* START *
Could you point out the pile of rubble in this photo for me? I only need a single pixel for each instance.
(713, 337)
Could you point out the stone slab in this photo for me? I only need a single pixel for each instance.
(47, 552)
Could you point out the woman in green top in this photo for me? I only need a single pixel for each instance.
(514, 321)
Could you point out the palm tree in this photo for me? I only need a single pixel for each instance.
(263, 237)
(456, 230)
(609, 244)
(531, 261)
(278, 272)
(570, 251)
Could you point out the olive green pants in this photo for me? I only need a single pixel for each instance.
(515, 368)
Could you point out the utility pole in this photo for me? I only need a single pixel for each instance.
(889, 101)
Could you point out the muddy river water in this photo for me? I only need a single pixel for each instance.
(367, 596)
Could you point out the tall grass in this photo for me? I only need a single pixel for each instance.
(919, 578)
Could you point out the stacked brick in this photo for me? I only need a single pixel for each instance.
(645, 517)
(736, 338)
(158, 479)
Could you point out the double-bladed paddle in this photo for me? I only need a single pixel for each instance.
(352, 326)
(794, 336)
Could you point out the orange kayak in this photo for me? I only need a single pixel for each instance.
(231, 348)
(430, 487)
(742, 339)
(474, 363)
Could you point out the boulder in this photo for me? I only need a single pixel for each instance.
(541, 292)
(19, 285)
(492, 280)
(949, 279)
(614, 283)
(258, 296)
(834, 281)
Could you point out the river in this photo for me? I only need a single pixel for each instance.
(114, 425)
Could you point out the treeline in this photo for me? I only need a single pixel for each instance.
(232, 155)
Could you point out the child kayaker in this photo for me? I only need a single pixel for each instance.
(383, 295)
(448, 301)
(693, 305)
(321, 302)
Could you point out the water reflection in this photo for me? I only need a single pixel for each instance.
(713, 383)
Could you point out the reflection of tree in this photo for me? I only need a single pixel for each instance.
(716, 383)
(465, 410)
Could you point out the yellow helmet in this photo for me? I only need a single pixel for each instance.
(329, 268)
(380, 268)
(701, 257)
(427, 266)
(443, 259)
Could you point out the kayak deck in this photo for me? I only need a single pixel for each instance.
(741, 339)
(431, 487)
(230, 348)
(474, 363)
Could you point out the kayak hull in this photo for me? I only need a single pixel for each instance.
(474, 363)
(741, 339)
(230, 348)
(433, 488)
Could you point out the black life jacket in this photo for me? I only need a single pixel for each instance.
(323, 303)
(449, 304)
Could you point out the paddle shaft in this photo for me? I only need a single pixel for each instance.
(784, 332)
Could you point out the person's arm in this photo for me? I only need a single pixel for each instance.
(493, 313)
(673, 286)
* END *
Direction »
Return exactly, and only, the line containing "Could you point out the kayak deck" and every line after it through the end of the material.

Final result »
Could you point out the kayak deck in this photo for me? I only need a single pixel for each instance.
(741, 339)
(431, 487)
(230, 348)
(474, 363)
Could you point out the kayak hull in this photo for me? I only need a single pixel for each instance.
(474, 363)
(741, 339)
(230, 348)
(433, 488)
Could you point out the black life jacket in this photo for me? I only need a single pixel for each instance.
(323, 303)
(449, 304)
Could you point out the paddle shaft in this photo for me? I only need a single pixel for each instance.
(784, 332)
Could you point out the person's arm in this photo for me? I only need a single pixel for each instance.
(493, 313)
(673, 286)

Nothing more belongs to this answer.